Work to complete:
Copy the material again from the line containing "Drop a point on every instance of the white" through the end, replacing "circular" with "round" and leaving everything else unchanged.

Material supplied:

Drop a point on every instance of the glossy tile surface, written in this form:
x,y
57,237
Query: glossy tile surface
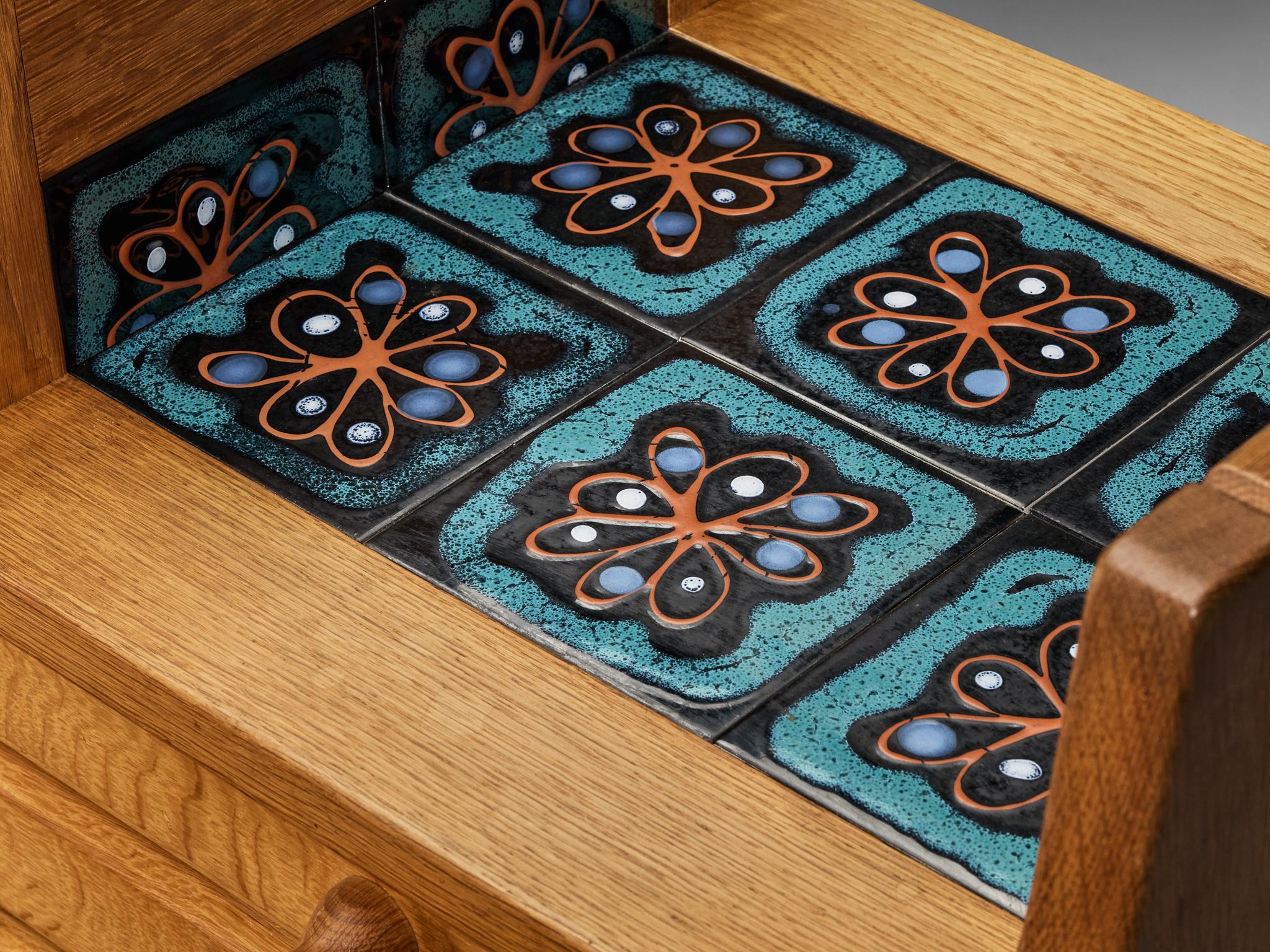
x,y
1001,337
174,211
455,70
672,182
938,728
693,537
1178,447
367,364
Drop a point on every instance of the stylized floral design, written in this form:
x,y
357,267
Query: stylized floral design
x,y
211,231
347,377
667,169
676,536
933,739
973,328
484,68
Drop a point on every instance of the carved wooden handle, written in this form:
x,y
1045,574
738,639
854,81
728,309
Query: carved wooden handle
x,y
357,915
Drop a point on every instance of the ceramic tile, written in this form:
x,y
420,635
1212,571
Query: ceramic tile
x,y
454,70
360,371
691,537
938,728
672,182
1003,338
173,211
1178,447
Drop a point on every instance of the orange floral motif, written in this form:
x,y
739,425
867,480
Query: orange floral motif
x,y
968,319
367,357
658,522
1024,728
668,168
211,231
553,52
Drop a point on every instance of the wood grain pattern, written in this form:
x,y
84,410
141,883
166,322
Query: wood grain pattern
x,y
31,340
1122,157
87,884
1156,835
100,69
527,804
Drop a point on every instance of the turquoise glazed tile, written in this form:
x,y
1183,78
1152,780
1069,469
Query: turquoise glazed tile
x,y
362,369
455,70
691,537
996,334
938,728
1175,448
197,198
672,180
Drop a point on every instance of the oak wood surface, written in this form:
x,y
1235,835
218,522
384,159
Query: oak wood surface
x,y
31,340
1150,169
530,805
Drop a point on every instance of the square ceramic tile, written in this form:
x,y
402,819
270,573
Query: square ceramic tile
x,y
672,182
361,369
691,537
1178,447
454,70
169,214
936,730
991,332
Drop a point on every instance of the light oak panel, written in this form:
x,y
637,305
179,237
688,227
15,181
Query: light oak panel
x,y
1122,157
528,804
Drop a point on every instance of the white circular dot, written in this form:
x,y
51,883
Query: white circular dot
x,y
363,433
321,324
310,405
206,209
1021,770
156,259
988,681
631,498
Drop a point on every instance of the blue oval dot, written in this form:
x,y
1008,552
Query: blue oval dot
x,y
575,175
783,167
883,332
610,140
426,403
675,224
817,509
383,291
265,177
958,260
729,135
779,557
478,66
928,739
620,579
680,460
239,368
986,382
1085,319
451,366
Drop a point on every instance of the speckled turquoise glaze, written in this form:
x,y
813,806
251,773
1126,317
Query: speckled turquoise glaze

Complete output:
Drop a point on every instance of the white round dot, written in this form:
x,y
51,883
Query: white round dot
x,y
363,433
321,324
310,405
206,209
1021,770
156,259
988,681
631,498
Drop a point on every instance of the blue oval dot, written in this form:
x,y
1008,552
Query: blue oval dot
x,y
575,175
783,167
883,332
610,140
426,403
675,224
817,509
383,291
265,177
958,260
729,135
779,557
478,66
928,739
620,579
680,460
239,368
986,382
1085,319
451,366
Drop a point on every instance of the speckled turquoise glaze, written in this form:
x,y
813,806
251,773
1126,317
Query: speckled turquoise glaze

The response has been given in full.